» Required work
1. In the warp drive post, why is Hawking radiation not very important for astrophysical black holes?
2. Write out the part of the warp drive post starting at "I think what" and ending at "change get there?".
3. Extend the post about the Alcubierre warp drive, picking up after its final sentence.

» Supplied text
Just so.  Hawking radiation isn't too important in astrophysical black holes because the actual space-time curvature (or tidal force) at the horizons is quite small.  However, as we have seen, it becomes very important for small (microscopic) black holes, where the curvature and tidal forces at the horizons are strong.  Similarly, with an Alcubierre drive, the curvature / tidal force near the edge of the warp bubble is extreme, and so too is the Hawking radiation.  By "extreme" we're talking temperatures comparable to the Big Bang.


midtskogen wrote:
Source of the post But assuming that we can get into the proper configuration, I was more thinking how to sustain the property which allows FTL, which requires constant change of the spacetime geometry.  The deformation, as viewed from hyperspace, must move.


I'm not sure how to view from hyperspace, but we can just view relative to the surrounding (flat) space.  The Alcubierre metric describes the location of a bubble which moves at arbitrary speed through the space, and the interior of which is close to flat, and allows a free-falling particle to move with it.

The FTL behavior of the bubble is thus built directly into the metric, and does not require that the geometry of the bubble itself change.  We can consider an "eternal" warp drive -- one which always was and always will be moving at the same FTL speed, and this would be a constant geometry for the bubble. Changing the metric may allow the bubble to trace out any arbitrary path through the space, and this is what Alcubierre first worked out as a generalized warp bubble in his paper.

I think what you're aiming toward though is that if the bubble is moving FTL, then how does the signal that causes those elements of space to change get there?

» Extracted material
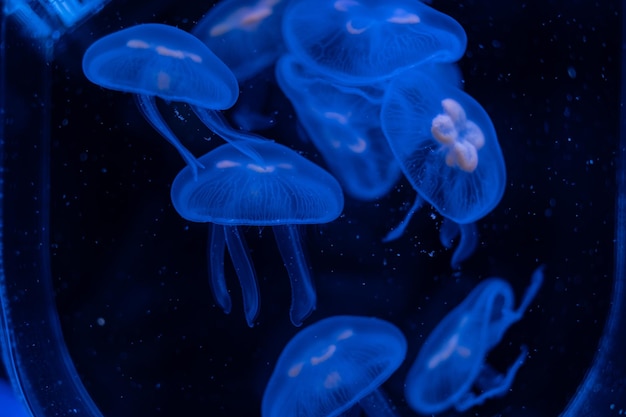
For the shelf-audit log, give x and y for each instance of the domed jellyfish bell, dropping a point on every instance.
(357, 41)
(252, 25)
(234, 190)
(446, 145)
(155, 60)
(452, 360)
(344, 124)
(333, 365)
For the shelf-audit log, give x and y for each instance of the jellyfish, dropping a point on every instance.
(344, 124)
(358, 41)
(452, 360)
(446, 145)
(468, 241)
(155, 60)
(234, 190)
(252, 25)
(333, 365)
(9, 402)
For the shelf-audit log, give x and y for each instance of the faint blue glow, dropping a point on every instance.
(50, 18)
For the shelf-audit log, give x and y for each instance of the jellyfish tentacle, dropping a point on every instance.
(215, 249)
(303, 296)
(376, 404)
(398, 231)
(238, 251)
(214, 120)
(147, 106)
(467, 244)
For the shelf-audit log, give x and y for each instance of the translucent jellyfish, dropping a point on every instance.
(333, 365)
(155, 60)
(452, 360)
(344, 124)
(252, 25)
(234, 190)
(446, 145)
(357, 41)
(468, 240)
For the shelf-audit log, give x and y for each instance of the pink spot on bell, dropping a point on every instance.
(354, 31)
(173, 53)
(261, 169)
(344, 5)
(137, 44)
(402, 17)
(227, 163)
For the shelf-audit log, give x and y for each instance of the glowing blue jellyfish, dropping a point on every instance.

» Answers for the exercise
1. Because the space-time curvature, or tidal force, at their horizons is quite small.

2.
I think what you're aiming toward though is that if the bubble is moving FTL, then how does the signal that causes those elements of space to change get there?

3.
There was an argument back in 1998 that the region in front of the bubble is not only space-like separated from the interior of the bubble (meaning signals from inside cannot possibly reach it, which I think is intuitive and means the ship cannot control the bubble after it is formed), but even more severely is also space-like separated from the whole surrounding space-time.  In other words, to create an FTL warp bubble, one must first distribute the mass-energy at FTL speeds.  This suggests that it is fundamentally impossible to make one.  Or to turn it off again, as in your last question.  This is one of the most common arguments for why the drive must be impossible, and it sounds reasonable.

However, a more recent (2002) study found that this argument is actually wrong.  It is possible to build an Alcubierre space-time which is causally connected in the regions that are relevant to the motion of the ship, and thus the ship can activate or deactivate the warp bubble from within.  Basically this works because even though the leading horizon is causally separated, the rest of the volume of the bubble is not, and signals can be sent there to change the space-time and reduce the strength of the bubble.  In other words you can't turn it off all at once, but you can do it in parts.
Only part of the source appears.